[Pointing records]
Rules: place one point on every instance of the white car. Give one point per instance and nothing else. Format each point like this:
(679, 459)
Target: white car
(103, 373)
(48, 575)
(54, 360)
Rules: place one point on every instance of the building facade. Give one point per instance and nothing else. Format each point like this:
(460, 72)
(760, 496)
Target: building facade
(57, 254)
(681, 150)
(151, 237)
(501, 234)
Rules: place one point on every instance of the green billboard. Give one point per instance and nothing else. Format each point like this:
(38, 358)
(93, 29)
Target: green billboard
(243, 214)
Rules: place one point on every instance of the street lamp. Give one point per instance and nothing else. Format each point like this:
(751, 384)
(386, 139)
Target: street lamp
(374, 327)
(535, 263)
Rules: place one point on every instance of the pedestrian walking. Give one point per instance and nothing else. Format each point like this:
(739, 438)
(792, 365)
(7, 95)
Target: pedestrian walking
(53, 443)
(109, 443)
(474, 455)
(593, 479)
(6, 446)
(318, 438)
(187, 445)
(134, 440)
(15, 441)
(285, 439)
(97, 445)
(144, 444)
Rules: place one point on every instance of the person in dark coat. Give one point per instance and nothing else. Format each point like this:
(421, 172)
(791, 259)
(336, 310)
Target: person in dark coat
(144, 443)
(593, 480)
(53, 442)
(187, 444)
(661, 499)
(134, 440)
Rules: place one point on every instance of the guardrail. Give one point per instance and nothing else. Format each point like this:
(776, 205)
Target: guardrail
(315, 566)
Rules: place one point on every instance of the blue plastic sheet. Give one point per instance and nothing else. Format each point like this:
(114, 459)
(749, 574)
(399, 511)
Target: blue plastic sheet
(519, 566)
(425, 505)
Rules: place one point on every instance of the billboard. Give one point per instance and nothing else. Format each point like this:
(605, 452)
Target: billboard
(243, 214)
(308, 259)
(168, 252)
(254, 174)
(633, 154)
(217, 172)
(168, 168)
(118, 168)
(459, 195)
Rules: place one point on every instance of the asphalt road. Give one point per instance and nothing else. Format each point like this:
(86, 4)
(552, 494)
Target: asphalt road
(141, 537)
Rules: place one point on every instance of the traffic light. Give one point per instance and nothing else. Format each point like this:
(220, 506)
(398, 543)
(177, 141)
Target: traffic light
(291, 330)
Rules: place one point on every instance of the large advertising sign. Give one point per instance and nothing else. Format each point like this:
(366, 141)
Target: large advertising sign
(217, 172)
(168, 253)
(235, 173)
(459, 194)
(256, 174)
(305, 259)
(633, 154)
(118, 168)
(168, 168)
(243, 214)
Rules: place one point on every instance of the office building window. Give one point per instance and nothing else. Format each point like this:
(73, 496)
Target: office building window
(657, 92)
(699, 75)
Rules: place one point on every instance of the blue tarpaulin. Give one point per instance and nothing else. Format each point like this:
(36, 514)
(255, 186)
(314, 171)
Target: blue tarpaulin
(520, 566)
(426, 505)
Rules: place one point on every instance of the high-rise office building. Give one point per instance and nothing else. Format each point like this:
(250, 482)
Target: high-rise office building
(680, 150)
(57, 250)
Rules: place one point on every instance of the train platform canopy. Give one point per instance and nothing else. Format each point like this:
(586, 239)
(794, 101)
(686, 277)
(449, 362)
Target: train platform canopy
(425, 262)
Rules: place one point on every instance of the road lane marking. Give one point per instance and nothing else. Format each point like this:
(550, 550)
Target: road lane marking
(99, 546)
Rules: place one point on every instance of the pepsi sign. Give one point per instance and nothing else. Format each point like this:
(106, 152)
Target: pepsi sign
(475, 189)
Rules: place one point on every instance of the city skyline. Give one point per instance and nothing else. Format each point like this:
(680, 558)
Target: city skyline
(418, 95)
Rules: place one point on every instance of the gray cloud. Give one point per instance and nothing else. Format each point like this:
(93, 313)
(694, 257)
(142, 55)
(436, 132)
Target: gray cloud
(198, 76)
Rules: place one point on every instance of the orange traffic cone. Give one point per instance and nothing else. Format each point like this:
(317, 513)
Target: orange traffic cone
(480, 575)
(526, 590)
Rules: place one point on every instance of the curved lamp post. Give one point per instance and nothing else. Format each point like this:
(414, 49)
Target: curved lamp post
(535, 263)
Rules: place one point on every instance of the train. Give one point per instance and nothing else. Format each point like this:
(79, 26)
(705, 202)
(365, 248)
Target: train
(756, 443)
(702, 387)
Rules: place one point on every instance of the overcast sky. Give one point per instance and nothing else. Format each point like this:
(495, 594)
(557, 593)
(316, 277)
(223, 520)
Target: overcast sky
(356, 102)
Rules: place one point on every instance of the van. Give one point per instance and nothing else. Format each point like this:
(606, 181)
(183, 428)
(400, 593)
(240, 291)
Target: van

[THE PROBLEM] Nothing should be left out: repeat all of the data exactly.

[SOLVED EXERCISE]
Rules: place one point on every instance of the white car. Give one point per instance and nothing else. Format each point like this:
(679, 459)
Target: white car
(103, 373)
(48, 575)
(54, 360)
Rules: place one point on every instance of the building facade. Give one point per instance and nothing else. Format each point like this:
(460, 72)
(760, 496)
Target: building facade
(57, 254)
(681, 150)
(151, 237)
(501, 234)
Rules: place one point on every instance of the green billboard. Give one point per instance and nothing else. Format each point like this:
(38, 358)
(93, 29)
Target: green billboard
(243, 214)
Rules: place one point on every instance of the street lamp. Give one point per instance and nothing else. Format each point like this:
(751, 384)
(386, 139)
Target: street lamp
(374, 327)
(535, 263)
Rules: place one point on every instance of the pedestrian walking. Give one point per instance and nothing else. Format each point like this:
(739, 438)
(792, 365)
(7, 95)
Target: pedestrian walking
(53, 443)
(109, 443)
(474, 455)
(593, 479)
(6, 446)
(318, 438)
(187, 445)
(134, 440)
(15, 441)
(285, 439)
(97, 445)
(144, 444)
Rules: place one point on every instance of the person in dark coat. Give one point per instance and nothing else. Format each point like this:
(421, 172)
(791, 259)
(336, 310)
Target: person in dark coat
(144, 443)
(593, 480)
(53, 442)
(187, 444)
(661, 499)
(134, 440)
Rules: place one point on every instance of the guardrail. Give one point per instance and nothing else. Format each point like this:
(776, 205)
Target: guardrail
(315, 566)
Rules: place one point on every instance of the blue plastic sheet. Give one point per instance and nothing else. Format each point like this:
(114, 459)
(749, 574)
(399, 511)
Target: blue plastic sheet
(519, 566)
(425, 505)
Rules: place one point on every instance of the billboard. Give one point per instance and nothing else. Format each point like this:
(605, 452)
Target: billboard
(243, 214)
(308, 259)
(168, 252)
(254, 174)
(633, 154)
(217, 172)
(168, 168)
(118, 168)
(459, 195)
Rules: place one point on every instance of the asphalt road. Give one point per instance and nothing else. Format each point like this:
(86, 4)
(552, 494)
Target: asphalt road
(141, 537)
Rules: place one point on every instance of the traffic light. Give one point per instance and nothing else. Format each point like this:
(220, 506)
(398, 543)
(177, 141)
Target: traffic light
(291, 330)
Rules: place one point on every instance of the large advertising sign. Give one point per instance and nothing else. Format each point like this:
(366, 141)
Target: large advertising sign
(217, 172)
(168, 253)
(235, 173)
(459, 194)
(256, 174)
(305, 259)
(633, 154)
(118, 168)
(168, 168)
(243, 214)
Rules: place one point on every instance of the office building window. Give one point per instance and nothing else. Format each point like this:
(73, 496)
Target: office building window
(657, 92)
(699, 75)
Rules: place one point on every instance of the blue tarpaulin. Give one point per instance and nothing else. Format each point like this:
(36, 514)
(255, 186)
(314, 171)
Target: blue tarpaulin
(520, 566)
(426, 505)
Rules: place one point on every instance of the high-rise office building. Give one point per instance and nothing else. Format each point like this:
(250, 482)
Target: high-rise office building
(680, 150)
(57, 250)
Rules: place one point on every instance of the train platform canopy. Give one point per instance and nothing else. Format each point like this:
(586, 239)
(794, 101)
(686, 277)
(449, 362)
Target: train platform canopy
(425, 262)
Rules: place one point on every instance of the road lane marking. Give one point per instance and nothing else. Format each point like this:
(550, 550)
Target: road lane marking
(99, 546)
Rules: place one point on every instance of the pepsi sign. Give one point per instance and nothing else. Format each point like this:
(106, 152)
Target: pepsi sign
(475, 189)
Rules: place one point on every instance of the city skyline. Give one point per instance and nothing else. Format each point like this:
(680, 558)
Target: city skyline
(418, 95)
Rules: place one point on every instance of the gray cloud. Give one point per instance and nothing else. Format each point like this:
(93, 313)
(694, 257)
(142, 55)
(436, 132)
Target: gray cloud
(198, 76)
Rules: place one point on every instance of the orange traffic cone. Give one point per instance and nothing else. Format each point like this:
(317, 513)
Target: orange traffic cone
(480, 575)
(526, 590)
Rules: place one point on every instance of the curved lamp post. Give one point per instance and nothing else. Format each point like this:
(414, 49)
Target: curved lamp post
(535, 263)
Rules: place one point on every instance of the train. Give one point per instance and nothing else. Format each point like this:
(79, 26)
(705, 202)
(365, 248)
Target: train
(756, 443)
(702, 387)
Rules: place one point on every instance of the overcast sky. Give one point per instance and nothing else. Format each point like this:
(495, 594)
(557, 593)
(316, 277)
(223, 520)
Target: overcast sky
(356, 102)
Rules: place one point on every instance of the van. Give one point per instance and nothing else. Format each point like this:
(606, 181)
(183, 428)
(400, 593)
(240, 291)
Target: van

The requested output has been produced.